Task to complete ▸
Transcribe the entries below word for word, from their first line up to and including the line with "[183,130,260,247]", and leave the pictures out.

Raw data ▸
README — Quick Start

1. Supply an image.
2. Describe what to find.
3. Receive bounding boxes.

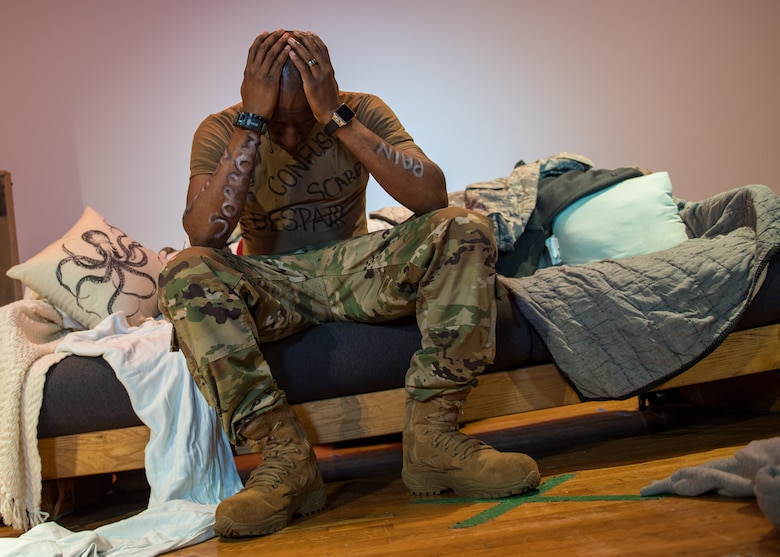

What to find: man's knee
[158,246,229,314]
[430,206,497,250]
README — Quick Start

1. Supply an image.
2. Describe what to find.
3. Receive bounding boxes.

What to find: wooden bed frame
[38,323,780,480]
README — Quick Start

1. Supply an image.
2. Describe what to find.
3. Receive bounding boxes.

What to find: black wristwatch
[233,112,268,133]
[325,104,355,135]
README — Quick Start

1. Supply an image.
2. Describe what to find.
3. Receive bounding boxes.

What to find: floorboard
[0,400,780,557]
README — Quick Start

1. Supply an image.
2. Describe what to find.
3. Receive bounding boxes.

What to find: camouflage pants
[160,207,497,442]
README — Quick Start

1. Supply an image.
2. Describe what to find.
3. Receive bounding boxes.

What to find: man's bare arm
[182,29,290,247]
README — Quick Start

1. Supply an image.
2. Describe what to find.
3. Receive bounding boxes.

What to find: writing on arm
[184,132,260,246]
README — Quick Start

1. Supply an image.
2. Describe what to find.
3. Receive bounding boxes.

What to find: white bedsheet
[0,313,242,557]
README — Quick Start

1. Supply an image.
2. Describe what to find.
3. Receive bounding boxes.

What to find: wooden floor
[0,400,780,557]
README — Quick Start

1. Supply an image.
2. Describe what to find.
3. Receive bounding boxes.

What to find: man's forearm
[335,119,447,214]
[183,130,260,247]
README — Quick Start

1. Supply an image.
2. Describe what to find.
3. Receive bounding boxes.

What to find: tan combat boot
[214,403,325,538]
[401,392,540,499]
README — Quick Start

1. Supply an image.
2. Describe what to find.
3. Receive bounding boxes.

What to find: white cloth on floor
[640,437,780,530]
[0,312,242,557]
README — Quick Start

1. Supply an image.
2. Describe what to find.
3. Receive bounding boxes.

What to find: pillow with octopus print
[6,207,165,329]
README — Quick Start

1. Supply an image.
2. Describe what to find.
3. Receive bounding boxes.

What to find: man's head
[268,54,317,154]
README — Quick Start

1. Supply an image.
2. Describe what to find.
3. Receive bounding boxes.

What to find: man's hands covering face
[241,29,291,119]
[289,31,341,124]
[241,29,340,124]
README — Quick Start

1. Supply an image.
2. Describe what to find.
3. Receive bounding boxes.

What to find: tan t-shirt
[190,91,416,255]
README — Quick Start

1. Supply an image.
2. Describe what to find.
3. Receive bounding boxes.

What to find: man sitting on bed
[160,30,539,537]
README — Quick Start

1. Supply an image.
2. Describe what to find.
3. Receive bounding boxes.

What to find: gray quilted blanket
[500,185,780,400]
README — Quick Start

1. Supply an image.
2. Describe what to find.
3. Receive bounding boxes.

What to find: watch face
[233,112,268,133]
[336,104,355,124]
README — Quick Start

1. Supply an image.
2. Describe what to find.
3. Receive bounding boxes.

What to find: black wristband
[233,112,268,133]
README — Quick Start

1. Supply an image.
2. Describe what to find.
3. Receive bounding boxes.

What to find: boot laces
[425,401,490,460]
[244,422,303,488]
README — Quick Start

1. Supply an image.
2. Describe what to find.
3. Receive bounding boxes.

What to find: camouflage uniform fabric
[160,207,497,442]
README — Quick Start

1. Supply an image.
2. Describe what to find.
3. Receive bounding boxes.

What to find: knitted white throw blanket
[0,300,68,531]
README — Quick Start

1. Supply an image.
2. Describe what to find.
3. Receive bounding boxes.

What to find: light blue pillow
[553,172,688,265]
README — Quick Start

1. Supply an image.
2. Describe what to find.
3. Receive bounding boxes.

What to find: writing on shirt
[252,205,346,232]
[251,133,365,232]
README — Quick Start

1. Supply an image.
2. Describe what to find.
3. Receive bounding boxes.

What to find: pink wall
[0,0,780,259]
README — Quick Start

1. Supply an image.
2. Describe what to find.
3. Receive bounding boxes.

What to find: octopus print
[56,223,157,314]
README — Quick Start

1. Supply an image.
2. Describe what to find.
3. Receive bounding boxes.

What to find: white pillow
[553,172,688,265]
[6,207,165,329]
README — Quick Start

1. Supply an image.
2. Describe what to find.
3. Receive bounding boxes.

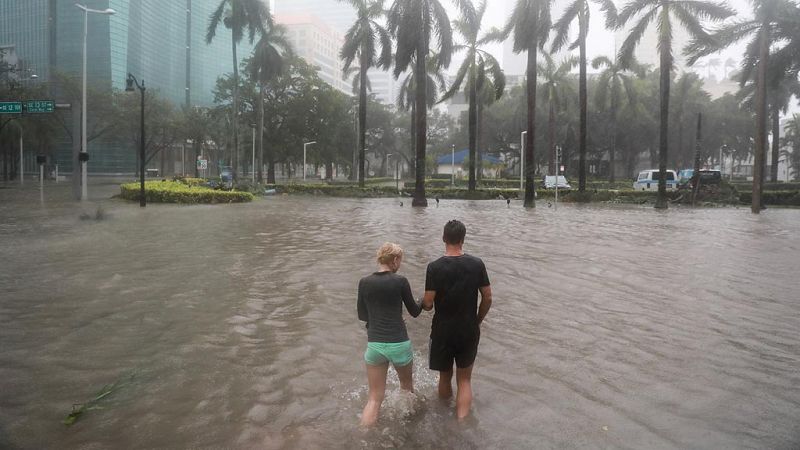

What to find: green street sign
[0,102,22,114]
[25,100,56,114]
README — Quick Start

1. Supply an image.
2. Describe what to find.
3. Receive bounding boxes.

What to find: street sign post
[25,100,56,114]
[0,102,22,114]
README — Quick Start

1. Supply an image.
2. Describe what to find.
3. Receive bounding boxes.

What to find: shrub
[739,191,800,206]
[120,181,253,204]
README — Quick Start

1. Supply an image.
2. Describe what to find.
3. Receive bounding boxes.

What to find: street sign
[25,100,56,114]
[0,102,22,114]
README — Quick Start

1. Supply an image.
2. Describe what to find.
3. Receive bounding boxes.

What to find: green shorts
[364,341,414,367]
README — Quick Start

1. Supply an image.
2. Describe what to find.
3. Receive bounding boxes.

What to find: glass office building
[0,0,252,173]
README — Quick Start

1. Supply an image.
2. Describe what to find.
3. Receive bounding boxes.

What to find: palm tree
[736,67,800,183]
[617,0,733,208]
[686,0,800,214]
[781,113,800,180]
[206,0,272,176]
[592,56,645,183]
[387,0,453,206]
[552,0,617,192]
[249,24,292,183]
[396,55,447,171]
[339,0,392,187]
[475,74,506,181]
[537,53,578,175]
[441,0,505,191]
[503,0,551,208]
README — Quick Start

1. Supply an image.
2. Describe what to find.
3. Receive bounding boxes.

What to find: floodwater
[0,181,800,449]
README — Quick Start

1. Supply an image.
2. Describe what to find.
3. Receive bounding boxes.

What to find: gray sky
[454,0,752,78]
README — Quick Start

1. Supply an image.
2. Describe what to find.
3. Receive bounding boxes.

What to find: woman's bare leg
[394,361,414,392]
[361,363,389,426]
[456,366,472,420]
[439,369,453,399]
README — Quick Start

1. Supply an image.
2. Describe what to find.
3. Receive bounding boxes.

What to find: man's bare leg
[439,370,453,399]
[394,361,414,392]
[456,366,472,420]
[361,363,389,427]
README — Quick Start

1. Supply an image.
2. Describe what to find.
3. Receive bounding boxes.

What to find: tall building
[274,0,400,104]
[275,14,351,94]
[0,0,252,173]
[273,0,356,34]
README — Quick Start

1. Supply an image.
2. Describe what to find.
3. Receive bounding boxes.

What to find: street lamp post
[303,141,317,181]
[450,144,456,187]
[250,125,256,184]
[519,131,528,192]
[75,3,116,201]
[126,73,147,208]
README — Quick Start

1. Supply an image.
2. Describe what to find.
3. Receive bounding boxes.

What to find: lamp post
[250,124,256,184]
[519,131,528,192]
[303,141,317,181]
[450,144,456,187]
[126,73,147,208]
[75,3,114,202]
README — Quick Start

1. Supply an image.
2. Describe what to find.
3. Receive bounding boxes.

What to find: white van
[633,169,678,191]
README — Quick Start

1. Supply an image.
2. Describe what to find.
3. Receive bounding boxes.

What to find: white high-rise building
[275,15,351,94]
[274,0,401,104]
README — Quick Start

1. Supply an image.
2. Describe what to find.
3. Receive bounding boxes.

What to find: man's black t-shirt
[425,254,489,337]
[358,272,422,342]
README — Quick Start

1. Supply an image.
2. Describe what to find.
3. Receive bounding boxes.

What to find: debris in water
[62,373,135,427]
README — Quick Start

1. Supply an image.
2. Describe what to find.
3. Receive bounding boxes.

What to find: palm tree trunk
[750,20,769,214]
[411,43,428,206]
[358,59,367,187]
[475,102,483,182]
[256,84,264,183]
[523,44,538,208]
[547,100,558,176]
[769,102,781,183]
[468,67,478,191]
[608,86,619,183]
[231,38,239,178]
[655,33,672,209]
[580,18,588,192]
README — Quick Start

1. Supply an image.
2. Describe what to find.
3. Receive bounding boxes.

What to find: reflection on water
[0,184,800,448]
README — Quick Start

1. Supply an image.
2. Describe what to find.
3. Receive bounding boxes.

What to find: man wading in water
[422,220,492,420]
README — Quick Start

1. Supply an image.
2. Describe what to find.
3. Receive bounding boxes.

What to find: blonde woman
[358,242,422,426]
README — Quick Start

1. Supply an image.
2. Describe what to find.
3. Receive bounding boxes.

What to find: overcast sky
[456,0,752,77]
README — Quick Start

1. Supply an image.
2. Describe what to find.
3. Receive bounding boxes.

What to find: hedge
[120,181,254,204]
[275,183,397,197]
[731,181,800,192]
[739,191,800,206]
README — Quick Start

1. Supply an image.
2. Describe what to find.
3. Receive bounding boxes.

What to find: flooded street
[0,181,800,449]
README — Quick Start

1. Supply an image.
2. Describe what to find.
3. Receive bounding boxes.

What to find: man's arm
[356,282,369,322]
[422,291,436,311]
[478,285,492,323]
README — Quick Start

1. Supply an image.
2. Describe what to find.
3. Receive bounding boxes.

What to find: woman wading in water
[358,242,422,426]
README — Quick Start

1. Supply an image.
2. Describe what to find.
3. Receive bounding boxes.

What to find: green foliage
[277,184,397,198]
[120,181,254,204]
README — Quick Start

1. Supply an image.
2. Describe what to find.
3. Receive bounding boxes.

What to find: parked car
[219,167,234,189]
[633,169,678,191]
[542,175,572,189]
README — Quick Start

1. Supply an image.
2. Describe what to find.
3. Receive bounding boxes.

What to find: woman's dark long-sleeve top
[358,272,422,342]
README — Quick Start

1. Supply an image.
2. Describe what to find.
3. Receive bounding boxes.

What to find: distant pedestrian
[422,220,492,420]
[358,242,422,426]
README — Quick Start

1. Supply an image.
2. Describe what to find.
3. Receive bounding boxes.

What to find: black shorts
[429,327,481,372]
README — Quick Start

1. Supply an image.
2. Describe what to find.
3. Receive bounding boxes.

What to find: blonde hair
[377,242,403,264]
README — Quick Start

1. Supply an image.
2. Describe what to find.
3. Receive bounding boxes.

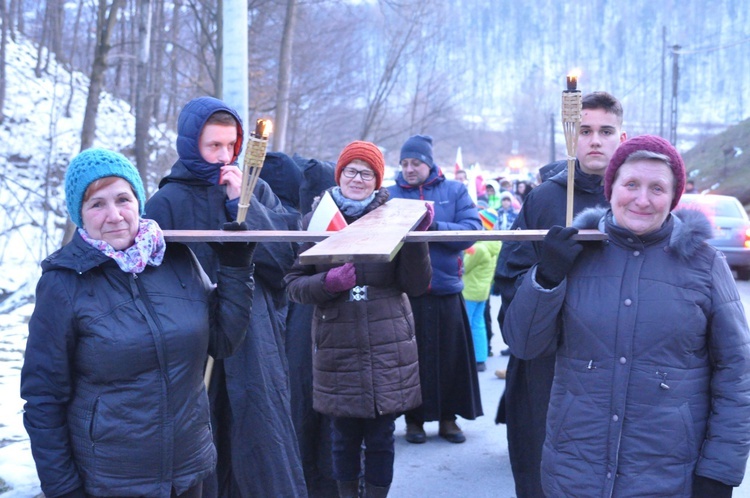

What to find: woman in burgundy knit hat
[285,141,433,498]
[503,135,750,498]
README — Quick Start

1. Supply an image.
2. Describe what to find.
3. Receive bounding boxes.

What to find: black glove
[692,475,733,498]
[208,221,258,268]
[536,225,583,289]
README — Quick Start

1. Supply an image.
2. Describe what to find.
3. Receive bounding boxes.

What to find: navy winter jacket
[503,209,750,497]
[21,233,253,497]
[388,165,482,295]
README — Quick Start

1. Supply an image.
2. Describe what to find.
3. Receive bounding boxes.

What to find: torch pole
[562,89,581,226]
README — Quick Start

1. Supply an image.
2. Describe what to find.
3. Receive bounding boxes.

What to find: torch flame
[254,118,273,139]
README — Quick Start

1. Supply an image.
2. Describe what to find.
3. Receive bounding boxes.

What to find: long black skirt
[407,294,482,422]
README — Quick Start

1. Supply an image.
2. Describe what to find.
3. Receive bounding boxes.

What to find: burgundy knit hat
[334,140,385,190]
[604,135,685,209]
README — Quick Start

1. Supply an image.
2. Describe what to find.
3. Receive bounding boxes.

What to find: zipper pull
[656,372,669,391]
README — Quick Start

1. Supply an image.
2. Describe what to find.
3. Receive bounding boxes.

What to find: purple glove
[414,202,435,232]
[323,263,357,294]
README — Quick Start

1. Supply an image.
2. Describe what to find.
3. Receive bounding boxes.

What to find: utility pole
[669,45,682,146]
[220,0,250,158]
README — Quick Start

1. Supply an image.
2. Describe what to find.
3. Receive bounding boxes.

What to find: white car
[677,194,750,280]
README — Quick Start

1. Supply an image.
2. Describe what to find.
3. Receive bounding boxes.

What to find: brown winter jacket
[285,189,432,418]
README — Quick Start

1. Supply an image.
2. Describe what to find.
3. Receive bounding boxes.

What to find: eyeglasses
[341,168,375,182]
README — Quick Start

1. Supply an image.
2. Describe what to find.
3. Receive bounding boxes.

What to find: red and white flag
[307,192,347,232]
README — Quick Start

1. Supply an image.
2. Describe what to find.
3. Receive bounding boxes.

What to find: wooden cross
[164,199,607,264]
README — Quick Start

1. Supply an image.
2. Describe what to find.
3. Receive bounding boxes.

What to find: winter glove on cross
[208,221,258,268]
[536,225,583,289]
[323,263,357,294]
[414,202,435,232]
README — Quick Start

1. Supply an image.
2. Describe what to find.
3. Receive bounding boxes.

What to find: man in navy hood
[388,135,482,444]
[145,97,307,497]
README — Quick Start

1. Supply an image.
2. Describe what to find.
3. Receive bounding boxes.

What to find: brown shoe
[406,422,427,444]
[438,420,466,443]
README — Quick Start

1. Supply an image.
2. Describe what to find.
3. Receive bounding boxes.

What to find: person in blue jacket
[21,149,255,498]
[503,135,750,498]
[146,97,307,497]
[388,135,482,444]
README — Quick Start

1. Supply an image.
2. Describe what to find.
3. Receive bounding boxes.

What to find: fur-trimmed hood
[573,207,713,258]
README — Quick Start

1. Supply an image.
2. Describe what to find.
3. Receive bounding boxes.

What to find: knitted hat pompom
[334,140,385,190]
[479,208,497,230]
[65,148,146,228]
[604,135,685,209]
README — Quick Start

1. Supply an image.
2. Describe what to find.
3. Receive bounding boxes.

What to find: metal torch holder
[237,135,268,223]
[562,90,582,226]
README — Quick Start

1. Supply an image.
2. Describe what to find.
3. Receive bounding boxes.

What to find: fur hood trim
[573,207,713,258]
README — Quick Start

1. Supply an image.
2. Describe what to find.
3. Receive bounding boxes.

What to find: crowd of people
[21,92,750,498]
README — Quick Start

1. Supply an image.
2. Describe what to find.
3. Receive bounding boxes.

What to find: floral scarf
[78,218,167,273]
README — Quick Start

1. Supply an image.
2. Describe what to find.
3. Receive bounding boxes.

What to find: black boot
[365,481,391,498]
[336,479,362,498]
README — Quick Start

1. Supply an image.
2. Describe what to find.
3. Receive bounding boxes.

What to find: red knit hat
[334,140,385,190]
[604,135,685,209]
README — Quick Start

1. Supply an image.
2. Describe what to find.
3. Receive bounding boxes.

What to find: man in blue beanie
[146,97,307,497]
[388,135,482,443]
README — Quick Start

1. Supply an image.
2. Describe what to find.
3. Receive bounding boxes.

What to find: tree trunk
[164,0,182,121]
[135,0,151,197]
[64,0,83,118]
[148,0,165,122]
[34,4,50,78]
[81,0,121,150]
[0,0,10,123]
[273,0,297,151]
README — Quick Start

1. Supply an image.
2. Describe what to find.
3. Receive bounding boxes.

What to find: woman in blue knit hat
[21,149,254,498]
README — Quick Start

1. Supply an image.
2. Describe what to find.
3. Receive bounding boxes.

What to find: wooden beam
[164,230,607,242]
[299,199,427,265]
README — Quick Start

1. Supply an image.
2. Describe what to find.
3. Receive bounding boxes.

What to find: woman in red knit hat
[285,141,433,498]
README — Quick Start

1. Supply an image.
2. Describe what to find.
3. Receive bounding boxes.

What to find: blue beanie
[65,149,146,228]
[399,135,435,168]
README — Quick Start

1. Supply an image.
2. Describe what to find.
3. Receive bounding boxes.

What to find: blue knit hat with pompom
[65,149,146,228]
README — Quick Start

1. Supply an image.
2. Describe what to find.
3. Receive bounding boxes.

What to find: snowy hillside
[0,34,174,299]
[0,41,174,498]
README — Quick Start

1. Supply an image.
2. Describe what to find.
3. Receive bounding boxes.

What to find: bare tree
[64,0,83,118]
[81,0,122,150]
[273,0,297,150]
[135,0,151,196]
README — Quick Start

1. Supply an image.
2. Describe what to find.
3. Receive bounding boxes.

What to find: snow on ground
[0,304,41,498]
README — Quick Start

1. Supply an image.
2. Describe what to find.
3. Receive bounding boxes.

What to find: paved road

Result of this exercise ▸
README — Quick Start

1. Supply an image.
2. Describe what to find.
3. Receive bounding boxes.


What to find: man's knee
[158,246,229,314]
[430,206,497,250]
README — Quick Start

1. Supply an image.
2. Describe what to find.
3. Receive bounding boxes.

What to find: wooden bed frame
[38,323,780,480]
README — Quick Start

1. Supply an image.
2. Describe what to find.
3. Receive bounding boxes.

What to find: black wristwatch
[233,112,268,133]
[325,104,355,135]
README — Quick Start

1. Supply an image.
2. Describe what to find.
3. Receive bounding boxes.

What to find: floorboard
[0,400,780,557]
README — Quick Start

1. Supply an image.
2. Describe what to find.
3. Receive bounding boxes.

What to find: camouflage pants
[160,207,497,442]
README — Quick Start

1. Supply an image.
2. Describe what to find.
3. Receive bounding boxes.

What to find: man's bare arm
[182,29,290,247]
README — Quick Start

1. Supply an image.
2. Describe what to find.
3. Receive bounding boxes.

What to find: writing on arm
[184,132,260,246]
README — Quick Start

1. Supply an image.
2. Describe what to find.
3. Receive bounding boxes.

What to find: white bedsheet
[0,313,242,557]
README — Quick Start

1. Supply an image.
2. Describe what to find.
3. Receive bounding boxes.

What to find: wooden floor
[0,400,780,557]
README — Quick Start

1. Supply an image.
2. Describe what to find.
3. Receive bounding boxes.

What to find: man's forearm
[335,119,447,214]
[183,130,260,247]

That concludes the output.